• **To do**:
Take the line that contains "Phrase: man's left hand" and all lines after it, up to and including the last line of the data, and write them out exactly; nothing else belongs in the answer.

[Collection entries]
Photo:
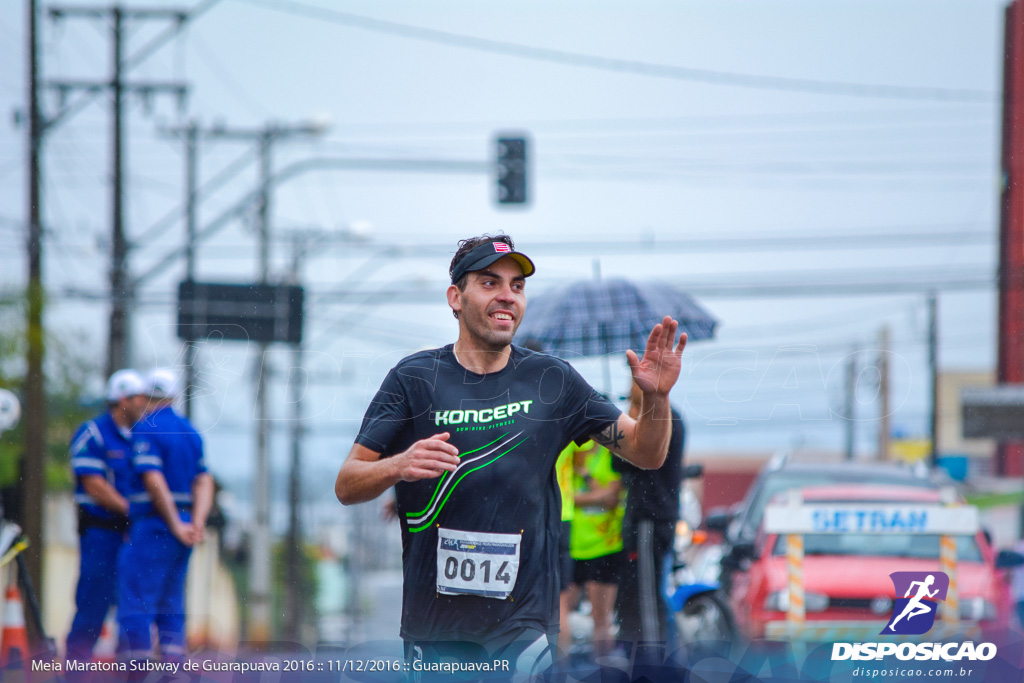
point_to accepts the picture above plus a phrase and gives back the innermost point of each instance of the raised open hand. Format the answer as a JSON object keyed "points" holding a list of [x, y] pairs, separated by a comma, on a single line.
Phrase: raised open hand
{"points": [[657, 371]]}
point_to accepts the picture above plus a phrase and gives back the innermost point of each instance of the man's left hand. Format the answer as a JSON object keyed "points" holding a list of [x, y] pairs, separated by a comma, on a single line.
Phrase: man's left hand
{"points": [[657, 371]]}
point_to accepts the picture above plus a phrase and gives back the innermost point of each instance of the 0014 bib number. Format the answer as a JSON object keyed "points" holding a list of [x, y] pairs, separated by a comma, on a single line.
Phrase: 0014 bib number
{"points": [[477, 563]]}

• **Result for this exercise**:
Phrase: man's left hand
{"points": [[657, 371]]}
point_to accepts the picture above plus a phrase and gives back the innermost point of each instance of the 0014 bib number. Format the answer as a JSON object keyed "points" holding a list of [x, y] pairs, separated by a comma, on a single line.
Phrase: 0014 bib number
{"points": [[477, 563]]}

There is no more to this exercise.